GIVEN TASK: Can all of these lines be returned exactly?

MATERIAL PROVIDED:
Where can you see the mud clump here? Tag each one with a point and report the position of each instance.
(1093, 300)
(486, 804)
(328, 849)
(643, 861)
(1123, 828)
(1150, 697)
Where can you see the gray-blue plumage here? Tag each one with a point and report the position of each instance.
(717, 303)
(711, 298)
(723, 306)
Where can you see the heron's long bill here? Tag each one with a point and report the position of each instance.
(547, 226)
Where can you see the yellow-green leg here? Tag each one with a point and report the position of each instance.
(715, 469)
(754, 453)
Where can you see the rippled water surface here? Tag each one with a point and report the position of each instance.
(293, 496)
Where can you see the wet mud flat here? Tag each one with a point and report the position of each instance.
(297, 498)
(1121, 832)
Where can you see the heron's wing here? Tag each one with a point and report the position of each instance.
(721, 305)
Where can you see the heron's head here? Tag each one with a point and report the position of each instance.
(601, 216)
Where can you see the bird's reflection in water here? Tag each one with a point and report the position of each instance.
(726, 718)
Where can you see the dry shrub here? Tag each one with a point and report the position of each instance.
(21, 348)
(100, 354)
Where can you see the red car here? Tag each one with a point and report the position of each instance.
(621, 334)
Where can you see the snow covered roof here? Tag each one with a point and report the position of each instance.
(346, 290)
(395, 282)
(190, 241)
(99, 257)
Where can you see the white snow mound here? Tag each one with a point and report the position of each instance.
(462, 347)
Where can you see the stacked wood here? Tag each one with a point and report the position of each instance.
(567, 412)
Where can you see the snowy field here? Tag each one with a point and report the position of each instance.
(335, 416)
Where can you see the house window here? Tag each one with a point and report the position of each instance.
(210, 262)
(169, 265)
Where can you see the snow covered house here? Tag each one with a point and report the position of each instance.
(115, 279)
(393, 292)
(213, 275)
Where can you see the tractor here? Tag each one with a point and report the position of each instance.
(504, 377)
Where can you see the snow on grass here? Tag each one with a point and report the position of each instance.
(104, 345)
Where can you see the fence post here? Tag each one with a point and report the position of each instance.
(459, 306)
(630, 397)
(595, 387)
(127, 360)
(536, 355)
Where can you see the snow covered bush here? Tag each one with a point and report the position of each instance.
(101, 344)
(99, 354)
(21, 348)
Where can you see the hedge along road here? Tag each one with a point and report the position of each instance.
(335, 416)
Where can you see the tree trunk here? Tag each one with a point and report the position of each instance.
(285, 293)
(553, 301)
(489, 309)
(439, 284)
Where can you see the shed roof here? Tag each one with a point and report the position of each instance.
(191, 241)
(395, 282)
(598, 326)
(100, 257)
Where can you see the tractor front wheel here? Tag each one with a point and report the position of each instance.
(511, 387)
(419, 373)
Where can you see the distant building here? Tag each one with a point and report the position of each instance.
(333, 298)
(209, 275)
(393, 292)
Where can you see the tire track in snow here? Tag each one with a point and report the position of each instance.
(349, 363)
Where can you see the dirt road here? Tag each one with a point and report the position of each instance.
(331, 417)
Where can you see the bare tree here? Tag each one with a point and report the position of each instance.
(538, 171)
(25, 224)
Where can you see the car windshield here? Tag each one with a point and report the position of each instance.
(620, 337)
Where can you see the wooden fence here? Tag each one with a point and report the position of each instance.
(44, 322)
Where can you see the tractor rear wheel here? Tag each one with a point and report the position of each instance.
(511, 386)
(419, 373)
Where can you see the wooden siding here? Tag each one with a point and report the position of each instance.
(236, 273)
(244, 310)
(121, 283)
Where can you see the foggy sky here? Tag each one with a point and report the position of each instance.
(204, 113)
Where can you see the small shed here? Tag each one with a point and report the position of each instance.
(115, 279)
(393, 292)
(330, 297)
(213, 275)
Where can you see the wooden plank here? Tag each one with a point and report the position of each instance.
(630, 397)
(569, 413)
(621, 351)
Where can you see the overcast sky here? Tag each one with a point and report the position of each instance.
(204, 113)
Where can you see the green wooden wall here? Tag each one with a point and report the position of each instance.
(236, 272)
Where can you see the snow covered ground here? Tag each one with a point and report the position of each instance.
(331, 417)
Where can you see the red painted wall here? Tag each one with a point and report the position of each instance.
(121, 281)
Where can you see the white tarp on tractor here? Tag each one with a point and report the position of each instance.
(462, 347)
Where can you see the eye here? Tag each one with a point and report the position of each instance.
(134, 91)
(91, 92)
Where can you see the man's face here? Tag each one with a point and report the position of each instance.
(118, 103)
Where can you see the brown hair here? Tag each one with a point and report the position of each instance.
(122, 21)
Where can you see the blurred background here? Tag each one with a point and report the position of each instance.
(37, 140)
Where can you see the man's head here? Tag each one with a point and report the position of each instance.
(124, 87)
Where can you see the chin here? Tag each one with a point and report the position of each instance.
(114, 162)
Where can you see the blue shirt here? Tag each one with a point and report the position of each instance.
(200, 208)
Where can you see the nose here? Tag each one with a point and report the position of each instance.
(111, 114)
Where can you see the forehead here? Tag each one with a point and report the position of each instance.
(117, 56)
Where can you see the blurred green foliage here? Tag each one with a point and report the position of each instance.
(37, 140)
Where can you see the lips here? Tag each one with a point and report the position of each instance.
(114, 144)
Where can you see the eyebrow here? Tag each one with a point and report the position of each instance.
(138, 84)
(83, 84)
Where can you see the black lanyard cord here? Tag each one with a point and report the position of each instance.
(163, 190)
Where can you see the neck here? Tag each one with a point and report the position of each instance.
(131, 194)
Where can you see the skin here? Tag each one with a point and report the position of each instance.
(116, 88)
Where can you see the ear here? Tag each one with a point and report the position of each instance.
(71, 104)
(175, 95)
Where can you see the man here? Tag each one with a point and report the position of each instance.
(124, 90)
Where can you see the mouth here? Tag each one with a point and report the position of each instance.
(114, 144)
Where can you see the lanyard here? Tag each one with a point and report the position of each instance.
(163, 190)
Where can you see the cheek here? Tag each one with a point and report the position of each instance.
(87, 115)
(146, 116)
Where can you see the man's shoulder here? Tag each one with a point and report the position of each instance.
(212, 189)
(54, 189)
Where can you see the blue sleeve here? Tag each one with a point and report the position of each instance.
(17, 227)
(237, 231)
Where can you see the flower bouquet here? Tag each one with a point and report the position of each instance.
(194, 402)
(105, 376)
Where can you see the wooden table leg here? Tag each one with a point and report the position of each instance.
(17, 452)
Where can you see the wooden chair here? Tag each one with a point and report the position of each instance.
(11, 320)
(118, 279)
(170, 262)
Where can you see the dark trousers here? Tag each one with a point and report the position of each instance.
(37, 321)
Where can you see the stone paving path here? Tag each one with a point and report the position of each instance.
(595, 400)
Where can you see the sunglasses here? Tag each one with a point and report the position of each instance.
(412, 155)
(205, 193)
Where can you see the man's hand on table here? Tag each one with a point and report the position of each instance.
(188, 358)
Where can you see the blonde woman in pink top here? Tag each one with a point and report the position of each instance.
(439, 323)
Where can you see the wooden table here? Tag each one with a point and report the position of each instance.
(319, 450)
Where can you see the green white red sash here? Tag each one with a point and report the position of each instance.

TASK SOLUTION:
Where can you see the mud clump here? Tag each one with a point and report the position of each instance.
(1093, 300)
(486, 804)
(328, 849)
(643, 861)
(1123, 828)
(1150, 697)
Where can you see the gray-blue plumage here? Tag each one with a point and report the position of each instance.
(717, 303)
(711, 298)
(723, 306)
Where can you see the heron's long bill here? Tag each one with a point and report the position of each instance.
(547, 226)
Where can you see the yellow-green leg here? Tag each one with a point and report the position of each instance.
(715, 469)
(754, 453)
Where can you see the rippled water surface here? Tag each one with a point and report the position of each instance.
(293, 496)
Where can you see the wet mud flat here? Tag each one with a point and report the position of each instance.
(297, 498)
(1121, 832)
Where can you see the heron's wing here? Tag each one with a point and report the position of each instance.
(721, 305)
Where can you see the heron's head here? Tag each one with a point and report the position of each instance.
(601, 216)
Where can you see the bird's reflection in water here? Tag each one with a point and report the position of each instance.
(726, 718)
Where can you see the dry shrub here? Tag each one with a point and report the position of each instance.
(21, 348)
(100, 354)
Where can you see the red car here? Tag each one with a point and report the position of each instance.
(621, 334)
Where can you see the snow covered roof here? Tag each one with a point and report the position of each instance.
(346, 290)
(395, 282)
(190, 241)
(99, 257)
Where can you see the white snow mound here? Tag each one with a point and report the position of each instance.
(462, 347)
Where can you see the stacked wood here? Tag each one with a point and report the position of each instance.
(567, 412)
Where can you see the snowy field here? Tag each one with a point and report the position of each instance.
(335, 416)
Where can you see the house window here? Tag each one with a point and report the position of each instance.
(210, 262)
(169, 265)
Where can you see the snow covered house here? Tag each one with a point and report the position of each instance.
(115, 279)
(393, 292)
(213, 275)
Where can you see the tractor here? Tag each one with a point and report the position of each instance.
(504, 377)
Where can you see the snow on grass here? Tag each one with a point and report the position of each instance.
(104, 345)
Where can you see the fence post here? Tag each one with a point and report the position of each instance.
(459, 306)
(630, 397)
(595, 387)
(127, 360)
(536, 355)
Where can you see the snow covered bush here? Tag each one with a point and report the position of each instance.
(101, 344)
(99, 354)
(21, 348)
Where can you see the hedge along road here? Tag each one with a point and report the position of each instance.
(335, 416)
Where can you see the tree trunk here? Tag each one with a point and report the position of each instance.
(285, 293)
(553, 301)
(489, 309)
(439, 284)
Where can you see the shed roof here? Tag each one with a point and report the position of each instance.
(191, 241)
(395, 282)
(598, 326)
(100, 257)
Where can you see the tractor front wheel here? Tag each one with a point and report the position of each instance.
(511, 387)
(419, 373)
Where can you see the distant building here? Tag each one with a point and report the position of each instance.
(333, 298)
(209, 275)
(393, 292)
Where can you see the tire track in snow here? Tag each one with a point and report the position of each instance.
(349, 363)
Where can you see the dirt road here? Tag each one with a point and report the position of each instance.
(331, 417)
Where can you see the bare tree here? Tag each one with a point and report the position of each instance.
(538, 171)
(25, 224)
Where can you see the car windshield here? Tag each one with a point and report the position of each instance.
(620, 337)
Where can you see the wooden fence here? Tag each one with a point and report the position of each instance.
(44, 322)
Where can you see the tractor rear wheel here? Tag each one with a point and report the position of each instance.
(511, 386)
(419, 373)
Where can you see the wooden siding here? Tag each one with a point and report the position of each instance.
(236, 273)
(244, 310)
(121, 283)
Where can you see the foggy sky here? Tag each one with a point and report the position of each instance.
(204, 113)
Where can you see the small shed here? Tag each one with a point and report the position of each instance.
(115, 279)
(393, 292)
(330, 297)
(213, 275)
Where can you see the wooden plank here? Tag each one with a point and report the position of each instance.
(630, 397)
(569, 413)
(621, 351)
Where can you see the overcast sky here? Tag each one with a point and report the position of each instance.
(204, 113)
Where can you see the green wooden wall here? Tag each one with a point and report the position of each instance.
(236, 272)
Where can you see the snow covered ground here? Tag each one with a point and report the position of each instance.
(331, 417)
Where can you see the red painted wall here? Tag each one with a point and report the position of each instance.
(121, 281)
Where can you see the white tarp on tractor here? Tag each one with a point and report the position of each instance.
(462, 347)
Where can you see the eye here? Tag each one with a point and report the position of each instance.
(134, 91)
(91, 92)
Where can you see the man's face here? Tag each one with a point and report the position of each instance.
(118, 103)
Where can you see the brown hair here? Tag each one with a point and report the position of each instance.
(122, 21)
Where can you see the blurred background here? Tag each one with a point and report the position of each instance.
(37, 140)
Where can you see the man's head here? Tag each one with a point and report the position of each instance.
(124, 87)
Where can you see the chin here? Tag each one with a point and report the position of each instance.
(114, 162)
Where can you see the blue shirt here? Tag each one with a point and report the position of each instance.
(200, 208)
Where can you see the nose here? Tag each one with a point and report the position of each instance.
(111, 114)
Where can you see the forehead here? Tag each one with a point and report the position of each instance.
(117, 56)
Where can you see the blurred green foliage here? Tag each one with a point and report the position of each instance.
(37, 140)
Where can you see the lips here? Tag each one with a point and report the position of each instance.
(114, 144)
Where can you see the eyebrow here? Tag each one with a point and report the position of each instance.
(138, 84)
(83, 84)
Where can you see the black lanyard cord here? Tag each one with a point and report the position of each instance.
(163, 190)
Where can you see the neck here? Tag each one with a point and report the position of each instance.
(131, 194)
Where can you see the skin here? Tag each one with a point and report the position of each instance.
(116, 88)
Where can you see the ear here? Tag each one with a point and report the position of each instance.
(71, 104)
(175, 95)
Where can you see the man here? Tag each one with a point and report the position of each instance.
(124, 90)
Where can you see the mouth here? Tag each one with a point and report the position of each instance.
(114, 144)
Where can you see the lanyard here? Tag each one with a point and report the position of each instance.
(163, 190)
Where can you see the cheek here? Tag each one with a point and report the position of each instance.
(87, 115)
(146, 116)
Where can you see the man's shoulder here? Tag each one with a point and report the position of each instance.
(212, 189)
(54, 189)
Where can you see the blue sleeve here? Tag each one with a point and report the position of each instance.
(17, 227)
(237, 231)
Where can you see the flower bouquet here? Tag each one with a point and report the position of each instance.
(194, 402)
(105, 376)
Where can you see the wooden table leg here? Tag each one with a point and report the position of each instance.
(17, 452)
Where can you see the wooden chair here? Tag each one with a point and report the position of each instance.
(11, 320)
(118, 279)
(170, 262)
Where can you see the dark trousers here? Tag each one with a point and report the position of each instance.
(37, 321)
Where can you see the stone paving path here? Tag each one with a point and report the position of each instance.
(595, 400)
Where can you see the sunglasses here? Tag each one with a point and report the position of each instance.
(412, 155)
(205, 193)
Where can you see the man's hand on table here? Tag each one with a point and report the position of each instance.
(188, 358)
Where can you see the blonde woman in pink top here? Tag each one with a point and report the position of each instance.
(439, 323)
Where can you see the wooden table here? Tag each one with a point and report the position of each instance.
(319, 450)
Where can you see the green white red sash here? Tag each one with a point and report the position of each instance.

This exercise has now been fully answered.